En conclusion, nous devons combiner radicalité et réalisme. En fait, c’est au nom même du réalisme – c’est-à-dire d’une compréhension aigüe des défis du réel – que nous ne pouvons que nous faire les avocats d’une transformation radicale – c’est-à-dire qui va jusqu’à la racine – de la manière dont vivent nos sociétés et dont elles interagissent avec la planète et le vivant. Mais ce même réalisme nous rappelle que nous ne partons pas d’une feuille blanche et que nous devons être capables d’engager cette transition à partir de nos sociétés, dans leur état actuel. Mais attention, si nous choisissons de nous contenter d’une radicalité déclaratoire, nous nous perdrons très vite dans la compétition à couteaux tirés qui règne sur cette partie de la scène politique. De même, si nous abandonnons toute ambition transformatrice pour une politique des petits pas, qui se contenterait de corriger les effets les plus outranciers du système en place, nous serons rapidement considérés comme une simple variante de l’orthodoxie. Dans les deux cas, nous perdons.

##########

» EXERCICE PROPOSÉ:
Prolongez l'extrait sur l'alliance entre radicalité et réalisme en reprenant juste après « Dans les deux cas, nous perdons. »

» MATÉRIEL FOURNI:
##########

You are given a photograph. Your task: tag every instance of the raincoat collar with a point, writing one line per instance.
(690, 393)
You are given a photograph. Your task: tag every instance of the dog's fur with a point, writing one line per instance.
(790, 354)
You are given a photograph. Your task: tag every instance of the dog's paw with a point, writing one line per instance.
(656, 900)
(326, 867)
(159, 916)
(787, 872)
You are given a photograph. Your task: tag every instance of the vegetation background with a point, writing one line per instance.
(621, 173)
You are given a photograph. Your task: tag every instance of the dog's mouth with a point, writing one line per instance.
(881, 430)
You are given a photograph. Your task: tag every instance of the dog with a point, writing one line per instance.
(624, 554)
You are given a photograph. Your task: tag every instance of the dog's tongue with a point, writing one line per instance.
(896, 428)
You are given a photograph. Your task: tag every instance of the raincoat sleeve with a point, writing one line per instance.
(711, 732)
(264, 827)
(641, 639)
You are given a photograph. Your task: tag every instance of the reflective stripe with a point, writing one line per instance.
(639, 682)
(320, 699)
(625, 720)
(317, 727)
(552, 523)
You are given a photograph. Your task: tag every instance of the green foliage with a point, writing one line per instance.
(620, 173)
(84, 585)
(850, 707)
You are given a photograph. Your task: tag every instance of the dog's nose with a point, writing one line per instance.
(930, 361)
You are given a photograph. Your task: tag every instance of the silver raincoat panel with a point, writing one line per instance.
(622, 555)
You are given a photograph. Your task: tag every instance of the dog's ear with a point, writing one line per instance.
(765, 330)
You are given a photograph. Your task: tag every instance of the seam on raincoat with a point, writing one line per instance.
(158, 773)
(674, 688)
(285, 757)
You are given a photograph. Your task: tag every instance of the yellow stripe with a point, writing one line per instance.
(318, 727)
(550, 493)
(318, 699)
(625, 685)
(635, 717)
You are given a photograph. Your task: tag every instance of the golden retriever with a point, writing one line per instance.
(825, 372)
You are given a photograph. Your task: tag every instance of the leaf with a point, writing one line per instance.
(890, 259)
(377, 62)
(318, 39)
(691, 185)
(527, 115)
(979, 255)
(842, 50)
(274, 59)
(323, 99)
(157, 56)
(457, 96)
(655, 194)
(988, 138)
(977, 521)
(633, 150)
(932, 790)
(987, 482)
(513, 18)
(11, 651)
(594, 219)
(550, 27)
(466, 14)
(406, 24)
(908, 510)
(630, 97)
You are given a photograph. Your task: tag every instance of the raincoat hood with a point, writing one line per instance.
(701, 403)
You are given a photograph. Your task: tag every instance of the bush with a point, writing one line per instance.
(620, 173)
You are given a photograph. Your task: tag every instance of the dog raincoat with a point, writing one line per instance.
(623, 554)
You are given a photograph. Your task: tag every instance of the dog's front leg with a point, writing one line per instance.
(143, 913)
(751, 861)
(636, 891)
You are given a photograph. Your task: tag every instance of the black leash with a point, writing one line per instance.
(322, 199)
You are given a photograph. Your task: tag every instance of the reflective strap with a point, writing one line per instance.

##########

» RÉPONSE ATTENDUE:
Ne nous voilons pas la face : après avoir réussi le pari sans précédent de gagner (46 sièges vs. 35) lors d’élections européennes de 2009 qui se tenaient en pleine crise financière,  les résultats actuels en Europe montrent que les Verts sont encore loin de constituer l’acteur politique clé que nous ambitionnons de devenir.  Je suis cependant convaincu que nous avons, collectivement, les ressources nécessaires pour remplir les cinq conditions que j’évoque plus haut. Dans un contexte de plus en plus anxiogène, à nous d’être capables d'être des porteurs d'espérance et de catalyser la transformation de nos sociétés pour qu'elles puissent surmonter les défis de ce siècle. 

On l’aura compris : la fin de mon mandat de co-président du PVE n’est en rien un départ à la retraite.

  Retrouvez ci-dessous l'intégralité de mon discours d'adieu au PVE lors du Conseil du PVE à Athènes le 10 novembre 2012 (en anglais)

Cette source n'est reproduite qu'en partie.